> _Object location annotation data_
..............................

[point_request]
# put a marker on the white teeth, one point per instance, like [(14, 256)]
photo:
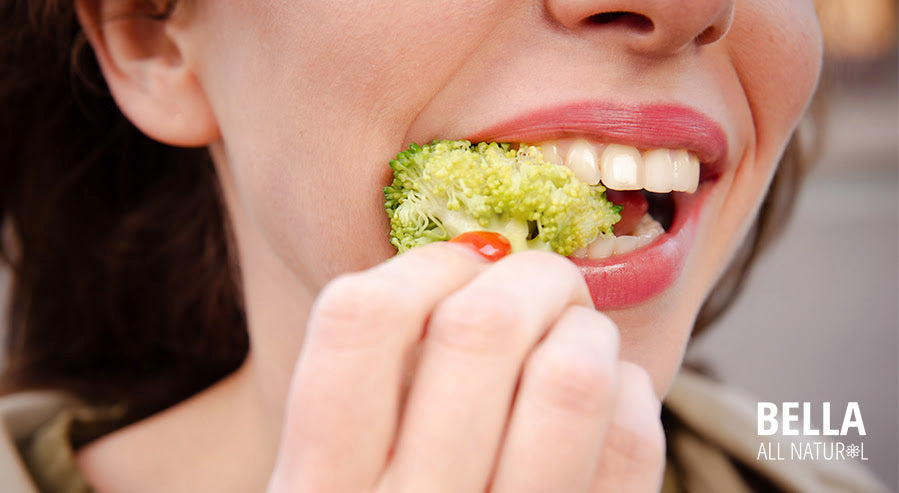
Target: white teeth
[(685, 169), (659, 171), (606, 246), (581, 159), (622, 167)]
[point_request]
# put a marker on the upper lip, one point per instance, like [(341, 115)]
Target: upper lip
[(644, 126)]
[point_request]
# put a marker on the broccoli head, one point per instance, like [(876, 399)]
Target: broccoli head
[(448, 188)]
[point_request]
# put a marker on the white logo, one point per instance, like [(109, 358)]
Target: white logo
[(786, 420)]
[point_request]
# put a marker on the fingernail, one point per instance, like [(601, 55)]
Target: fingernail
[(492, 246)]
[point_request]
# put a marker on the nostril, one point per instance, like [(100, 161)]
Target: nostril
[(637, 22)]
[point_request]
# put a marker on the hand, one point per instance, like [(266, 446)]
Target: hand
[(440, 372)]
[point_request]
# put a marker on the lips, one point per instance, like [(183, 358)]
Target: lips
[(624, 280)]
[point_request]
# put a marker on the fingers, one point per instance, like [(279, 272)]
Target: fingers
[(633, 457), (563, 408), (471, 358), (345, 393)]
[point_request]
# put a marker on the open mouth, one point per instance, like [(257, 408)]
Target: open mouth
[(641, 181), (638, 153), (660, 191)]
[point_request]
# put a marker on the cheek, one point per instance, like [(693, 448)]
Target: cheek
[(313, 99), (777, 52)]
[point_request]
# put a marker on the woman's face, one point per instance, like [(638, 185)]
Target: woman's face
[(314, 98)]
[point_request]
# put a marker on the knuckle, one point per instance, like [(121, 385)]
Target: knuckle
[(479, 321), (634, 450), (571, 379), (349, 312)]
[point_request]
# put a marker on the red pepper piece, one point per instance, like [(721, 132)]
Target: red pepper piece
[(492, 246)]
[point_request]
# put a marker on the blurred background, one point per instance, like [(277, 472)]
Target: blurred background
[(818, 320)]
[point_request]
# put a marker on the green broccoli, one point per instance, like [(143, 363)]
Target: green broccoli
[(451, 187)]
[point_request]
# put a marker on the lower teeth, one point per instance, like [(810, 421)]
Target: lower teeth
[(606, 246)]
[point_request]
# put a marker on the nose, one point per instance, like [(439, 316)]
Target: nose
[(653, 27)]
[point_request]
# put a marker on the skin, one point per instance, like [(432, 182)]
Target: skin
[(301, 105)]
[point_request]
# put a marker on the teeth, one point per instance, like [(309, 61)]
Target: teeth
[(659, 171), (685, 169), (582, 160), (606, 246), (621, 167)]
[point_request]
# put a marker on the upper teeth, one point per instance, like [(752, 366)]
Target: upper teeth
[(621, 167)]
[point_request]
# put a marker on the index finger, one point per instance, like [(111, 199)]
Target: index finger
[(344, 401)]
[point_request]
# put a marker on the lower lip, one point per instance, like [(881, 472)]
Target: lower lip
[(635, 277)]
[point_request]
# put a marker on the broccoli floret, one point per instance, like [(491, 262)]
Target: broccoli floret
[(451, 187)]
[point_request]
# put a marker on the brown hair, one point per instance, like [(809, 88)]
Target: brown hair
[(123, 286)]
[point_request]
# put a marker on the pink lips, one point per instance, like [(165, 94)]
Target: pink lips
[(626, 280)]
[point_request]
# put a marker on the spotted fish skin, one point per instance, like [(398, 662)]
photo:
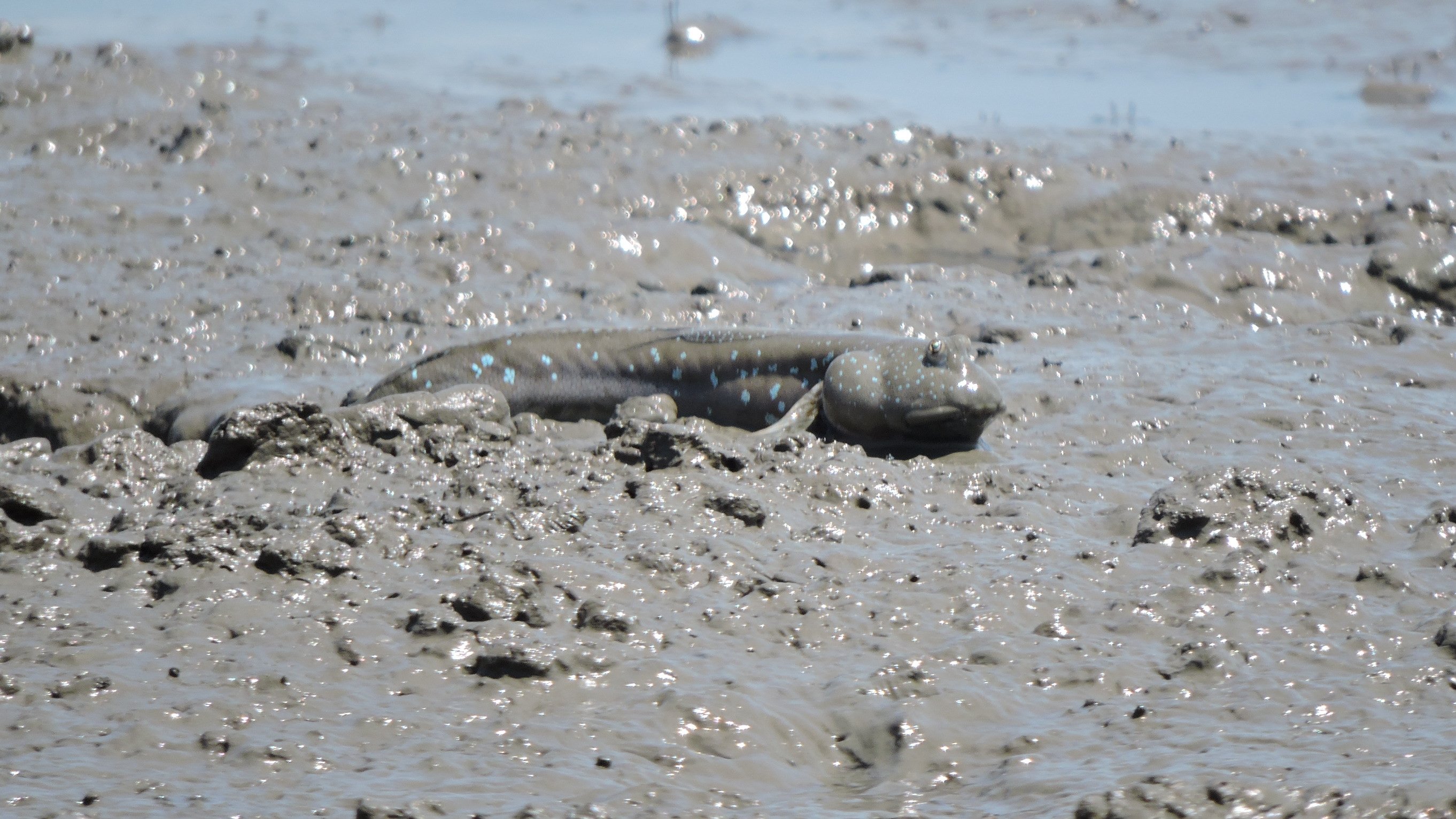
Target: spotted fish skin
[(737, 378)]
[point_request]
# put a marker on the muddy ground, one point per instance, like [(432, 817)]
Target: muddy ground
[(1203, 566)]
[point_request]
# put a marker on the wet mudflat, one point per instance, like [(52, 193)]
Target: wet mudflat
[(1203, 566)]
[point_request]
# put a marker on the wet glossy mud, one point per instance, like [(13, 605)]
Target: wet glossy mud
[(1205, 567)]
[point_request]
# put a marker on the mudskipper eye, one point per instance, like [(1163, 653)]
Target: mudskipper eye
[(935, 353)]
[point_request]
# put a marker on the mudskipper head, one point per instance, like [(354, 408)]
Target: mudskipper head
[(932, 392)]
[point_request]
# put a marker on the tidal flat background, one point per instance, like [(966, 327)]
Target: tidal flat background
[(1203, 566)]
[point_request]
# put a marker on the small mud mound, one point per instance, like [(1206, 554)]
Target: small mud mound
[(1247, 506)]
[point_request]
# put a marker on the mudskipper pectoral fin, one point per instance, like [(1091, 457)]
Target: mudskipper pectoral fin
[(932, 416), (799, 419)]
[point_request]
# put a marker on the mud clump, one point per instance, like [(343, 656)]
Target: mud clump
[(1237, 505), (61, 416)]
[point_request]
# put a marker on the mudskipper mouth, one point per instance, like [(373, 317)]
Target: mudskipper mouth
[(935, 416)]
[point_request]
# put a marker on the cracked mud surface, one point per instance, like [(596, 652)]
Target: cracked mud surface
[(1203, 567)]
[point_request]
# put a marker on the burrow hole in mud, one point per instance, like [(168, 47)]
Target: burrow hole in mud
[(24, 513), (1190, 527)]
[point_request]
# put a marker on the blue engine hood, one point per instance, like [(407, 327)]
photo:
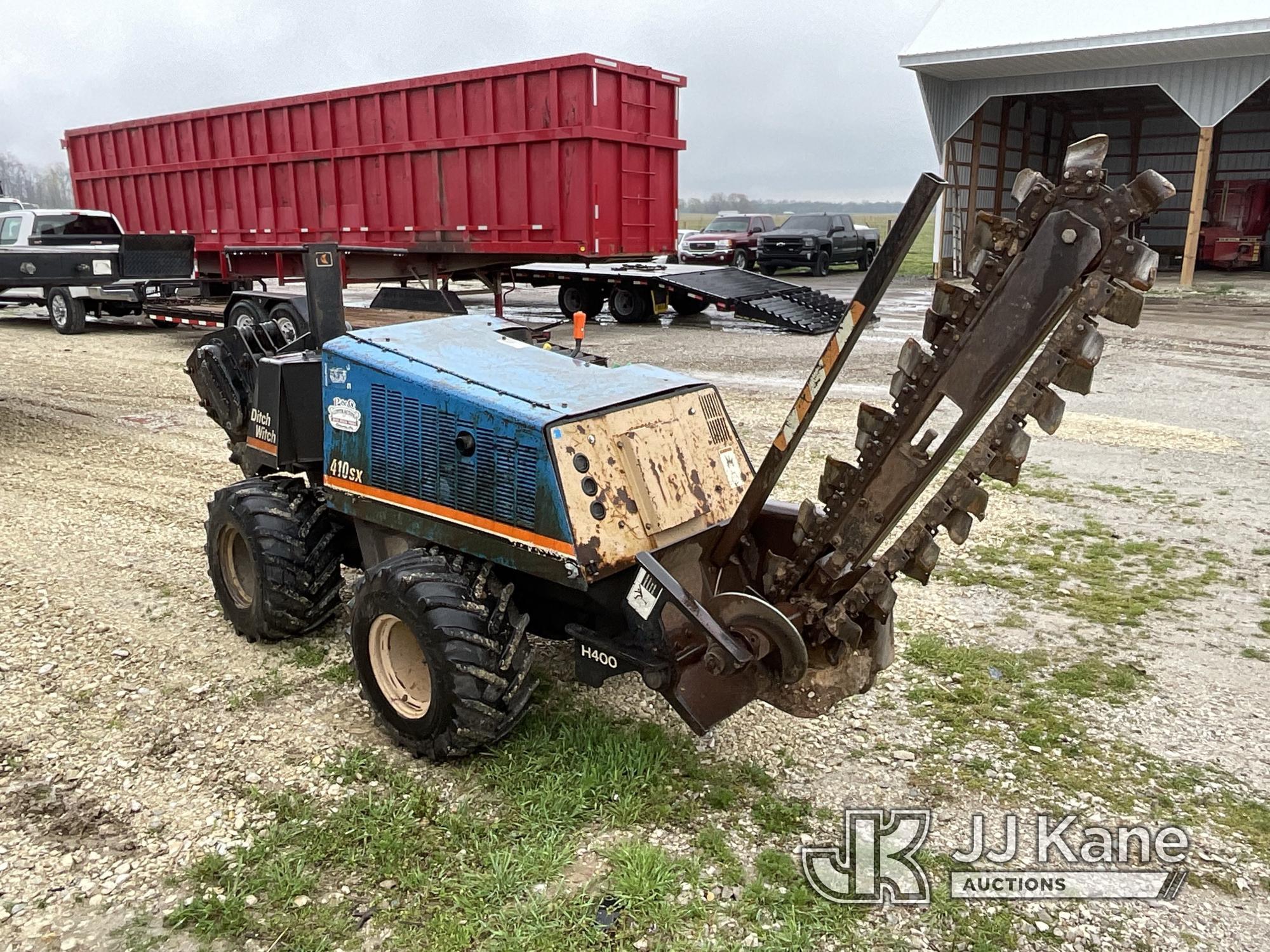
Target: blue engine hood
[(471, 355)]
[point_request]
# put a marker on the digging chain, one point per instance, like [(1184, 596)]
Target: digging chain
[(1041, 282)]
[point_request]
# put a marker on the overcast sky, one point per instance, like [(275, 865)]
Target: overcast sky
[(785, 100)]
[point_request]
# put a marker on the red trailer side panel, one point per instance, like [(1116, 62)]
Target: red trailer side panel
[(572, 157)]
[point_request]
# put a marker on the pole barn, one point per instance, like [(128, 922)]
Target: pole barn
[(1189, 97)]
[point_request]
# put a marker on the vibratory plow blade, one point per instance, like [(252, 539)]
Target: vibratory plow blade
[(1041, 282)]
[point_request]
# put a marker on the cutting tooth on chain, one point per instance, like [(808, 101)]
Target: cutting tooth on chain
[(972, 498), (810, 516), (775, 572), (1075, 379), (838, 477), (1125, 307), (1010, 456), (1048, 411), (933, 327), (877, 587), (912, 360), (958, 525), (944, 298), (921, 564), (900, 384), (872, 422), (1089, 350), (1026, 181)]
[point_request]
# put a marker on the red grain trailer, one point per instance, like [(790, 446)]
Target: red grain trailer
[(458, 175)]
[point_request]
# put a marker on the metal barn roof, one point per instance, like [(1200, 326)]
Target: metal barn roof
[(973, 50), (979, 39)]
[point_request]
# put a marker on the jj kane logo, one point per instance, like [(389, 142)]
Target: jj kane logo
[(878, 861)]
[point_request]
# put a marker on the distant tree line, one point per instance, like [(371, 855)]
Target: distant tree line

..............................

Copy out the data above exactly, except the pictures.

[point_request]
# put a marker on the white teeth, one point per instance, like [(14, 256)]
photo:
Target: white teeth
[(685, 169), (659, 171), (606, 246), (581, 159), (622, 167)]
[point_request]
# put a marker on the upper lip, one point per instance, like [(341, 115)]
Target: upper lip
[(644, 126)]
[point_request]
# put a marker on the broccoli head, one point per instance, like [(876, 399)]
Target: broccoli head
[(448, 188)]
[point_request]
# put a marker on the white logo, one point per instance, like [(109, 358)]
Target: white logo
[(786, 420)]
[point_request]
# put a marker on the fingernail, one point per instance, like [(601, 55)]
Target: fingernail
[(492, 246)]
[point_request]
# put a marker on the nostril, one point per instance, like [(100, 161)]
Target: nostril
[(637, 22)]
[point_request]
# put a marker on the hand, one point per instance, like [(266, 446)]
Target: hand
[(440, 372)]
[point_request]
# put a marker on the lips, one point per instance, like [(183, 358)]
Target: lips
[(624, 280)]
[point_request]
# put a marker on the fingers, one point per instance, like [(279, 272)]
Target: fingers
[(633, 457), (563, 408), (471, 358), (345, 393)]
[point_request]
# put a marker on the open mouth, one point per instance, like [(257, 408)]
Target: open mouth
[(641, 181), (638, 153), (660, 191)]
[point_request]
# put a marker on the cheek, one point per instance, like [(693, 448)]
Target: cheek
[(313, 99), (777, 52)]
[point_request]
# put a marker on the woman's face, one point per instance, like [(638, 185)]
Target: woman's face
[(314, 98)]
[point_request]
# put a marker on the knuckle, one point per instance, like [(121, 385)]
Target: knuckle
[(479, 321), (634, 450), (571, 379), (349, 312)]
[point_request]
# put a marker on the red pepper piece, one point per instance, like [(721, 132)]
Target: red pepper piece
[(492, 246)]
[point_request]
# put a marker on the blurred background, one point per instance, like [(277, 472)]
Target: blurred background
[(818, 320)]
[point_request]
# put a marker on the green broccoli, one point per instance, like [(143, 363)]
Target: green broccoli
[(451, 187)]
[point_request]
# put a marker on the lower teeth, one point per instance, like [(810, 421)]
Target: lower teeth
[(606, 246)]
[point_request]
# put a marker on the nose, one point per instance, like [(439, 316)]
Target: nose
[(653, 27)]
[point_request]
# put a marker on the skin, one point per instance, like [(432, 182)]
Target: skin
[(301, 105)]
[point_request]
# put a marker on the teeth, one point per instance, like [(309, 61)]
Target: teeth
[(659, 171), (685, 169), (582, 160), (606, 246), (621, 167)]
[point_request]
# put a marker on the upper teeth, one point per instance, like [(752, 366)]
Target: upper teeth
[(621, 167)]
[point_request]
# put a marker on the index finger, one point per instance, like [(111, 199)]
Target: index finger
[(344, 401)]
[point_request]
# put a marker on the lower lip, one point per instance, like [(881, 472)]
Target: lower lip
[(635, 277)]
[point_request]
# put a marker on the broccoli floret, one point per instance, like [(491, 262)]
Target: broccoli floret
[(451, 187)]
[point_request]
# put a marker on the brown hair, one point per instance, like [(809, 88)]
Target: brown hair
[(123, 286)]
[point_request]
# put a marker on the pink lips, one point per instance, like [(165, 94)]
Target: pink lips
[(626, 280)]
[point_request]
# put a marker on the spotted fish skin, one point per instance, like [(398, 662)]
photo:
Target: spotted fish skin
[(737, 378)]
[point_request]
# put a marker on the muddy ground, one point per instance, like [(432, 817)]
Target: muddy ground
[(1203, 566)]
[point_request]
# put a marker on the wet mudflat, one point per instance, like [(52, 193)]
Target: wet mudflat
[(1203, 566)]
[point_request]
# put a marker on the wet glossy mud, one point per instance, like [(13, 605)]
Target: wet glossy mud
[(1205, 567)]
[point_request]
# put a marker on the mudskipper eye, one point per instance, like [(1163, 653)]
Target: mudskipper eye
[(935, 353)]
[point_request]
# put a marker on the mudskipper head, one point per instance, like [(354, 408)]
Target: mudskipper head
[(932, 392)]
[point_request]
# put a marker on the tidal flat background, one point per instance, like [(966, 327)]
Target: tidal flat background
[(1203, 566)]
[point_request]
# put a marker on the small mud mound, one point per instance, like [(1206, 554)]
Target: small mud mound
[(1247, 506)]
[point_request]
# put a marker on the mudskipper pectoral fin, one point per instance, like [(1091, 457)]
Target: mudskipper pectoral fin
[(932, 416), (799, 419)]
[point_request]
# put a marker on the mud clump, one point per instance, like [(343, 656)]
Target: mud clump
[(1237, 505), (61, 416)]
[point_request]
# put a marker on the mudskipper mouth, one point per instance, like [(373, 317)]
Target: mudskipper mouth
[(935, 416)]
[point_request]
# put a marker on the cracked mud surface, one point per instance, like [(596, 652)]
Target: cracked mud surface
[(1203, 567)]
[point_request]
# put a marker on the burrow hole in mud, one point per instance, like [(168, 47)]
Target: burrow hole in mud
[(24, 513), (1190, 527)]
[point_request]
# put a marker on the blue engine hood, one point per instance, like [(407, 327)]
photo:
Target: blue engine hood
[(471, 355)]
[point_request]
# put a marker on the digging chain, one point per instance, like [(1184, 596)]
Target: digging chain
[(1041, 282)]
[point_request]
# put a marker on the overcast sky, one point per instance, like [(275, 865)]
Target: overcast sky
[(785, 100)]
[point_request]
# put a marker on the red trailer side panel, one point per instance, like [(1116, 62)]
Target: red trailer side panel
[(572, 157)]
[point_request]
# put a marker on the pole barn, one point per instance, like [(128, 922)]
Target: pole barn
[(1189, 97)]
[point_request]
# put a marker on the vibratory plow blade, one point per instance, like [(252, 539)]
Target: vibratory plow blade
[(1041, 282)]
[point_request]
# put a marker on the cutting tooth on chain, one point per instance, like [(808, 101)]
Target: cutting tooth on chain
[(972, 498), (810, 516), (775, 572), (1075, 379), (838, 477), (1125, 307), (1010, 456), (1048, 411), (933, 327), (877, 587), (912, 360), (958, 525), (944, 298), (921, 564), (900, 384), (872, 422), (1089, 350), (1026, 181)]
[point_request]
# put a marker on the red grain trailer, one point per instance, like [(790, 446)]
Target: red grain trailer
[(458, 175)]
[point_request]
# put a marker on the metal barn roof, one point per instance, like [(1200, 326)]
Target: metal barn roof
[(973, 50), (979, 39)]
[point_request]
# put a marker on the jj kane logo, one point per instance, like [(389, 142)]
Target: jj kane logo
[(878, 861)]
[point_request]
# put a marker on the distant tree line, one point per instance, like [(371, 855)]
Target: distant tree line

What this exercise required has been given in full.